January 14, 2013 / 09:41 IST
KRChoksey is bullish on Infosys and has recommended accumulate rating on the stock with a target price of Rs 2875 in its January 13, 2013 research report.
"The positive surprise at both key fronts i.e. revenue growth and EBITDA margin in Q3 FY13 is Infosys specific trend rather than industry wide improvement in demand environment, as the company is realizing benefit from corrective measures undertaken by it in recent past such as grant of more freedom to business unit in pricing and deal structuring to curtail market share loss to peer sets. Hence, extrapolating outperformance by Infosys in Q3 FY13 to all peer sets stage for disappointment especially in case of Wipro. Moreover, we expect Infosys to maintain growth momentum in coming quarters, considering increase in aggression of the company in traditional service line and the same is reflected from 8 large outsourcing deals signed by the company with total contract value of $731 million in Q3 FY13. Further, we believe, even in scenario of marginal decline in billing rate on account of change in portfolio mix (i.e. increase in revenue share of outsourcing projects), the company will be able to maintain its margins in narrow range supported by increase in utilization rate. Consequently, we believe there is more upside to stock price despite today's spike in price.

__DIRECTIVE A__. According to the report on Infosys, what target price does KRChoksey set for the stock?

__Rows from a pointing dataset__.
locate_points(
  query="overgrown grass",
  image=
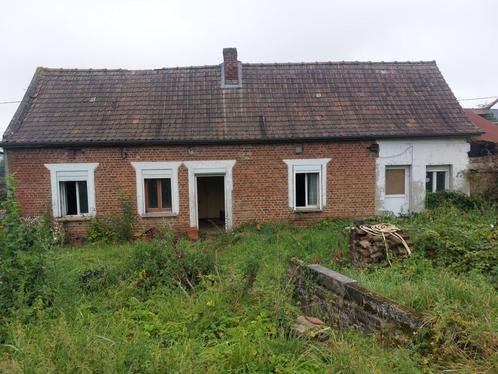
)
(235, 313)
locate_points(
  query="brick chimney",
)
(230, 68)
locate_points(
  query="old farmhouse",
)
(232, 143)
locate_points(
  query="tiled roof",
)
(490, 129)
(276, 102)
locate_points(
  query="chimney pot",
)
(230, 68)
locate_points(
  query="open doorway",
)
(211, 202)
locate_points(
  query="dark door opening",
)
(211, 202)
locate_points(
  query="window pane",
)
(440, 181)
(313, 189)
(83, 197)
(152, 196)
(395, 181)
(300, 189)
(70, 203)
(166, 193)
(428, 181)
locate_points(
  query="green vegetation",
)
(224, 305)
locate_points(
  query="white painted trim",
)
(436, 168)
(313, 165)
(210, 167)
(72, 171)
(159, 169)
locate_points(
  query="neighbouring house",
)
(483, 154)
(236, 142)
(484, 144)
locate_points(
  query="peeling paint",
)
(417, 155)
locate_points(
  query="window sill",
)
(307, 210)
(158, 214)
(74, 218)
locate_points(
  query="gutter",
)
(123, 143)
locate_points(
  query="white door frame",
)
(209, 168)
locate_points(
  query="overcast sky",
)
(460, 35)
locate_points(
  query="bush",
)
(456, 199)
(24, 248)
(164, 262)
(112, 229)
(459, 240)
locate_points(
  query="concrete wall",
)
(418, 154)
(335, 298)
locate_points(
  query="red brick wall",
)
(260, 191)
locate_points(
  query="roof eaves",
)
(128, 142)
(25, 104)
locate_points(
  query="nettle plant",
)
(25, 244)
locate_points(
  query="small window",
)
(307, 183)
(395, 181)
(437, 178)
(72, 187)
(158, 195)
(74, 198)
(307, 190)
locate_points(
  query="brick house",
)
(236, 142)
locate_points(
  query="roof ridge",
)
(42, 69)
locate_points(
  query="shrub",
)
(113, 229)
(459, 240)
(164, 262)
(457, 199)
(24, 248)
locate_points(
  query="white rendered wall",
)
(418, 154)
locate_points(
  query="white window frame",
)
(435, 169)
(68, 173)
(157, 170)
(406, 169)
(317, 165)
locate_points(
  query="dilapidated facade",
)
(233, 143)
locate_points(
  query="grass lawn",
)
(113, 310)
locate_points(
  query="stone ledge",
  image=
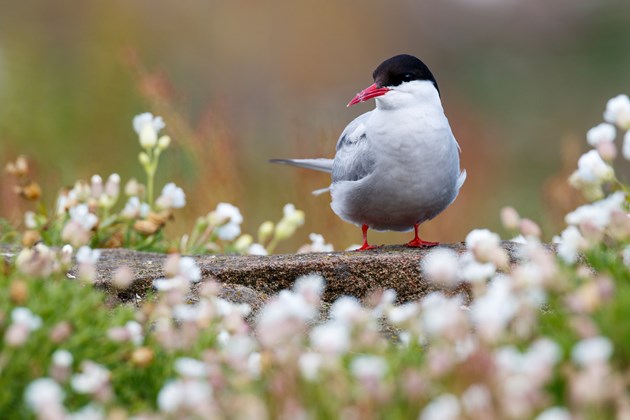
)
(347, 273)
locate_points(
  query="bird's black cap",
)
(402, 68)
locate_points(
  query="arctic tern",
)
(396, 166)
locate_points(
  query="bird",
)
(397, 166)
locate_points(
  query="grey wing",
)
(354, 160)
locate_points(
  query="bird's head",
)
(401, 78)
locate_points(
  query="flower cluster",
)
(595, 172)
(508, 329)
(220, 231)
(89, 213)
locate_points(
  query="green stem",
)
(150, 175)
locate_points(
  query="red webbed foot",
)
(416, 242)
(366, 246)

__DIRECTIVE B__. Pull out every line of the listing that contains the string "green".

__COMPLETE RESPONSE A__. Rs 2875

__COMPLETE RESPONSE B__.
  query="green vegetation",
  query="green stem",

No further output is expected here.